WHAT YOU HAVE TO DO:
Look through the records below for the line with "Draw the outline of every instance of the man's ear". Return that line and each one after it up to and including the line with "Draw the outline of every instance of the green", exactly.

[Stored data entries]
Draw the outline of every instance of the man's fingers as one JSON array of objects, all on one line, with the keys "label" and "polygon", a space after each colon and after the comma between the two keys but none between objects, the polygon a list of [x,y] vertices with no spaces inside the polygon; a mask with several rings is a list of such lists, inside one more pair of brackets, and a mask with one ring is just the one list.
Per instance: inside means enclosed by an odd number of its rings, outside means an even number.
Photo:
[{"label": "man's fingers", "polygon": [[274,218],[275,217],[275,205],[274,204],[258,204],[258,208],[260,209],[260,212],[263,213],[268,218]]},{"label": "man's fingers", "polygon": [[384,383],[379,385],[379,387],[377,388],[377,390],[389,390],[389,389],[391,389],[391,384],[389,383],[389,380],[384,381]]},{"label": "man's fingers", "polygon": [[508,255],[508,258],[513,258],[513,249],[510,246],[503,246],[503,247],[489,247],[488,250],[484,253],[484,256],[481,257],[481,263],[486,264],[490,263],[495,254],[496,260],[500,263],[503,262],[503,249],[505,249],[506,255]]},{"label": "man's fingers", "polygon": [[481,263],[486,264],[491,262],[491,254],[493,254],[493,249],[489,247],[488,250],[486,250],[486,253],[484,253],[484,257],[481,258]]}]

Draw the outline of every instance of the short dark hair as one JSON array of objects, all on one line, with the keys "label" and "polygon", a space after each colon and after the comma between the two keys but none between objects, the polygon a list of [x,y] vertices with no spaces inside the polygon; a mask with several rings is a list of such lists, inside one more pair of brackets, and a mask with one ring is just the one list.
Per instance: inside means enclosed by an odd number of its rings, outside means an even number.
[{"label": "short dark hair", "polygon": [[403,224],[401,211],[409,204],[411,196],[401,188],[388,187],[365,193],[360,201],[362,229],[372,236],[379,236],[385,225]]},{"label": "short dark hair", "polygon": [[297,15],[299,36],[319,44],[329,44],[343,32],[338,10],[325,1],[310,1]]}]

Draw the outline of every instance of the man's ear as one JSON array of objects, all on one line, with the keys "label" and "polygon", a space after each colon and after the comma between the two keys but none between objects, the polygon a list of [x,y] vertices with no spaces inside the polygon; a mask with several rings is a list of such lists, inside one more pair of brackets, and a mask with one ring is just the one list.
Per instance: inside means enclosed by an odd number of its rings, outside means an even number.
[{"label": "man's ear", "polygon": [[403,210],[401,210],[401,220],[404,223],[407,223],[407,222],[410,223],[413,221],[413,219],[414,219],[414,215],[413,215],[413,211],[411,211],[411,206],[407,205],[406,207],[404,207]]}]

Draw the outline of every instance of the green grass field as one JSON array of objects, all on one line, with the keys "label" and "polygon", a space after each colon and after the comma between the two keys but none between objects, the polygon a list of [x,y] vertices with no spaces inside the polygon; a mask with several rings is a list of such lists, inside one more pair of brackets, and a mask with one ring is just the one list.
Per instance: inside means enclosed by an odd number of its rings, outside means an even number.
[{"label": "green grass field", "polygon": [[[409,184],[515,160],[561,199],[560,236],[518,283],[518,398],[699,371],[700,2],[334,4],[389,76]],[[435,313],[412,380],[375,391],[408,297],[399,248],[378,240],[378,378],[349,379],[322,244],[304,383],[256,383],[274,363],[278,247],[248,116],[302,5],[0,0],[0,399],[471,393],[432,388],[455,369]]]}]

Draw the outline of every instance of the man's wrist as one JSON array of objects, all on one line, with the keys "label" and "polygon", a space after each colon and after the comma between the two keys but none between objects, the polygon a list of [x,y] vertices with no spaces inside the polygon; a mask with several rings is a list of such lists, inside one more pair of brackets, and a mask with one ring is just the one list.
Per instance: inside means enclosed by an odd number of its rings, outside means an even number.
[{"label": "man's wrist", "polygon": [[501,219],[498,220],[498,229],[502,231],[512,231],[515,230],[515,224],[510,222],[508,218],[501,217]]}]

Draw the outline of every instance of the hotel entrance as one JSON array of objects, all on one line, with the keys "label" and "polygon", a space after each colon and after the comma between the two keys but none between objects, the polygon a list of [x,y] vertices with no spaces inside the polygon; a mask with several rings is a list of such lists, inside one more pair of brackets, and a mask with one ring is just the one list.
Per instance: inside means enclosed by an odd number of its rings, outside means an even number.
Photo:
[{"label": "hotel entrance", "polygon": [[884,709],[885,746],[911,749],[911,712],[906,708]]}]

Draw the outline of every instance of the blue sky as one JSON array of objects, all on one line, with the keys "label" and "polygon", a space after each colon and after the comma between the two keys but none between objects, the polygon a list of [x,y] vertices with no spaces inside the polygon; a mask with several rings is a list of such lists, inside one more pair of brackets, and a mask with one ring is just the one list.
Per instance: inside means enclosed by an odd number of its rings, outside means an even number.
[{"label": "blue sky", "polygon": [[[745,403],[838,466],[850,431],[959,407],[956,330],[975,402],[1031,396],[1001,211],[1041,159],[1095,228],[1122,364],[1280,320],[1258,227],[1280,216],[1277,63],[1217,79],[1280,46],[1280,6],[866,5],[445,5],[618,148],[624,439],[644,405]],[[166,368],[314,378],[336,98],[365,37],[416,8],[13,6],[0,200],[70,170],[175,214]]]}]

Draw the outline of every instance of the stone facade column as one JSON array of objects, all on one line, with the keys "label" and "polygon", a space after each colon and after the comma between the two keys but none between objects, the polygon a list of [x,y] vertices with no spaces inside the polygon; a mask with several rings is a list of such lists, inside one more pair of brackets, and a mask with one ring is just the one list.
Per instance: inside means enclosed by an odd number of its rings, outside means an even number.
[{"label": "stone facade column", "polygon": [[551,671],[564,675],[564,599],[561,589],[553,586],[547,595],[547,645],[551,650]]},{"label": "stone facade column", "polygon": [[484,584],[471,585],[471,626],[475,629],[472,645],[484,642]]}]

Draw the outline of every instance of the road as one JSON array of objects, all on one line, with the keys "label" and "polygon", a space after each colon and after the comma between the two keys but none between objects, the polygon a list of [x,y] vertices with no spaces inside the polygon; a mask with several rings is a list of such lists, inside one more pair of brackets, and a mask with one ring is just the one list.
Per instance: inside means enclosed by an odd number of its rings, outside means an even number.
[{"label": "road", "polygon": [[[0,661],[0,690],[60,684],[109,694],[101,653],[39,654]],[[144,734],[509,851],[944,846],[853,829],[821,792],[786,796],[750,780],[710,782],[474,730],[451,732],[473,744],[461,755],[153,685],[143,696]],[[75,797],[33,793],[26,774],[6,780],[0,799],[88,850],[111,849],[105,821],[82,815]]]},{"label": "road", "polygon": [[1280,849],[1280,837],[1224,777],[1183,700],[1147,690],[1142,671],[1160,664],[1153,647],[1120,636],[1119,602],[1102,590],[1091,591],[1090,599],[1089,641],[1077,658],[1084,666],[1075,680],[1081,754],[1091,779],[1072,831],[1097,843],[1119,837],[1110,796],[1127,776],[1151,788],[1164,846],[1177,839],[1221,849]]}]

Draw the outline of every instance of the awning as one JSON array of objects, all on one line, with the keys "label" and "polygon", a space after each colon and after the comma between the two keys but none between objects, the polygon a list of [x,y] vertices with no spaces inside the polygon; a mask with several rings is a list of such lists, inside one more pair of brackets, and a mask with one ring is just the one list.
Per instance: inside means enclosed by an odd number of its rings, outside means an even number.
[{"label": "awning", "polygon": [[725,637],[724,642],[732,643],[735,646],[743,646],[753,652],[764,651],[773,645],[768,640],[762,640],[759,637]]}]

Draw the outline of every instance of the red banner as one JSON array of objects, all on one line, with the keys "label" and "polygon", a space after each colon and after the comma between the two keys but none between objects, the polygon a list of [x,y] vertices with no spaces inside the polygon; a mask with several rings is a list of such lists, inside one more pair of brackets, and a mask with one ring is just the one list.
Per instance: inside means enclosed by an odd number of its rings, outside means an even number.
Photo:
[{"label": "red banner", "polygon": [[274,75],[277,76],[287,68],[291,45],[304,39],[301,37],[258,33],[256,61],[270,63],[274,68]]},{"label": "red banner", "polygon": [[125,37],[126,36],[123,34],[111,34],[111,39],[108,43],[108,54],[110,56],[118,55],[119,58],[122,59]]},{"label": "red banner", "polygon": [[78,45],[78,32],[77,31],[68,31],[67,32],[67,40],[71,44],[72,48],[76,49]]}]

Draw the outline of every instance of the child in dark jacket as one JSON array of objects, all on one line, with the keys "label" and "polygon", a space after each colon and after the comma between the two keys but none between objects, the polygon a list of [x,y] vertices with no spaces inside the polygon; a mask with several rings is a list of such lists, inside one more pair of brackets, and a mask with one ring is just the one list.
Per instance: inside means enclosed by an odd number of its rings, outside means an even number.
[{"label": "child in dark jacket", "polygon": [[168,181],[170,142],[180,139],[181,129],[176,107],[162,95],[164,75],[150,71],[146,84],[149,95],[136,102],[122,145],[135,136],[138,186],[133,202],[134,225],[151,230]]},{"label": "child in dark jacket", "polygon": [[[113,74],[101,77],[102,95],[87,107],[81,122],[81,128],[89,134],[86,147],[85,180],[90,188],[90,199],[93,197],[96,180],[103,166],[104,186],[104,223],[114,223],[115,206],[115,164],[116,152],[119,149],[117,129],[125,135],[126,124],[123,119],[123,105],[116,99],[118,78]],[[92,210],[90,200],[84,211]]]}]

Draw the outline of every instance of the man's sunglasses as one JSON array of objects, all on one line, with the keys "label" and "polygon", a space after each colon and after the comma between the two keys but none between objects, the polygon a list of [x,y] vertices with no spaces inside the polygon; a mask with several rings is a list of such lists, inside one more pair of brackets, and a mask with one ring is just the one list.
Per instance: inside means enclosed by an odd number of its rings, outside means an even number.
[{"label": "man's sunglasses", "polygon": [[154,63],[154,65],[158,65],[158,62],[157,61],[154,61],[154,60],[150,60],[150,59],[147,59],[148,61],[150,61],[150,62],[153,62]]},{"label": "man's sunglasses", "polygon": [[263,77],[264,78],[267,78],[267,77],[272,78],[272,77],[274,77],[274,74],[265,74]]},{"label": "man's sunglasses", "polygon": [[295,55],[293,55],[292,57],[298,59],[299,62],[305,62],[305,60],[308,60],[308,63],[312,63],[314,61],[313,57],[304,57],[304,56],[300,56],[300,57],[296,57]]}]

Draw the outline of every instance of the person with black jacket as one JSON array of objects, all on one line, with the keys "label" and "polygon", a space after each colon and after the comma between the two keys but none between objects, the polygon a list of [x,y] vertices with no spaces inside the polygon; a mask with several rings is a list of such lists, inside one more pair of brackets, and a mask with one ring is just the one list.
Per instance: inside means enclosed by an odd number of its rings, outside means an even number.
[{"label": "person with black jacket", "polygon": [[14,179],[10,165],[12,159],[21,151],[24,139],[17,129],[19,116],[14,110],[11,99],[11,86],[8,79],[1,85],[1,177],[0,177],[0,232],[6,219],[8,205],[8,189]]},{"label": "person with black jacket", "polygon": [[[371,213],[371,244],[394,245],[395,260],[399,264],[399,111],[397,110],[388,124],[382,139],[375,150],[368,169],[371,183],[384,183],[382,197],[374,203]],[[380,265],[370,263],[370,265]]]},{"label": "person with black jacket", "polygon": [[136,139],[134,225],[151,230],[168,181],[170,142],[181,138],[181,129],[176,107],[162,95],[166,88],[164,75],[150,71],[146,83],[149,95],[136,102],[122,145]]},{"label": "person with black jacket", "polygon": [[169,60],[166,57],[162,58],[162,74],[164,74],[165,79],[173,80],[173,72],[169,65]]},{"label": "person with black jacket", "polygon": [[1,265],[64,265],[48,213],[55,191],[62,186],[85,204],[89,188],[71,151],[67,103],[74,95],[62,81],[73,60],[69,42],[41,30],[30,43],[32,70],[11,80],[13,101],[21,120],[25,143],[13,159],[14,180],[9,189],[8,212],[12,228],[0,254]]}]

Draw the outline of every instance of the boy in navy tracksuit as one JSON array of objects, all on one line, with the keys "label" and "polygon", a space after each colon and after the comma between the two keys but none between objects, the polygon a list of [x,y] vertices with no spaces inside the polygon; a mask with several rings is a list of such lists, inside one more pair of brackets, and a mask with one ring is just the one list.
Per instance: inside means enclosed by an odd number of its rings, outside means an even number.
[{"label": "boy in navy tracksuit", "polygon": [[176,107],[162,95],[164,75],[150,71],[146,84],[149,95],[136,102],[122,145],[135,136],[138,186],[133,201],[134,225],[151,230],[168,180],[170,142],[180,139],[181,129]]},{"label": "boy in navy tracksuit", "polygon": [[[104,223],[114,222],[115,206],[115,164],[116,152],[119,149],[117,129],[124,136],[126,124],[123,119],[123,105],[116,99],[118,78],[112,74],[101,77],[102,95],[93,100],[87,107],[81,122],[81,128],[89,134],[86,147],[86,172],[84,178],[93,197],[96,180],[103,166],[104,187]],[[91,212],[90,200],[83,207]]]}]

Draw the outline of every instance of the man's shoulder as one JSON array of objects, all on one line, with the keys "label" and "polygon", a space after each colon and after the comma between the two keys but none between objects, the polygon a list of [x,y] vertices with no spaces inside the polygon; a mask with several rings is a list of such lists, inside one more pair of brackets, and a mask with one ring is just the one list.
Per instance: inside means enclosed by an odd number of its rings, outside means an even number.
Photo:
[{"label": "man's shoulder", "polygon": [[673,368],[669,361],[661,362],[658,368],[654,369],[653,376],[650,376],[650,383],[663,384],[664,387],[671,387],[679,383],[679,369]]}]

SOLUTION BELOW:
Draw the outline of every instance of the man's ear as one JSON array of objects, all on one line, with the keys "label" and "polygon", a space after each colon and after the comma between the two keys but none between objects, the polygon a list of [x,y] vertices with no spaces inside the polygon; a mask with several rings is a list of such lists, inside one more pair of brackets, and a mask with one ring is just the one list.
Per instance: inside means enclosed by an odd number of its rings, outside means an even number.
[{"label": "man's ear", "polygon": [[403,210],[401,210],[401,220],[404,223],[407,223],[407,222],[410,223],[413,221],[413,219],[414,219],[414,215],[413,215],[413,211],[411,211],[411,206],[407,205],[406,207],[404,207]]}]

Draw the outline of every instance of the green grass field as one JSON array of objects, all on one line, with the keys "label" and "polygon", a space after each colon and after the comma between the two keys but none between objects, the polygon a list of [x,y] vertices with no spaces inside the polygon; a mask with several rings is a list of such lists, inside one more pair of brackets, and a mask with one ring is just the one list.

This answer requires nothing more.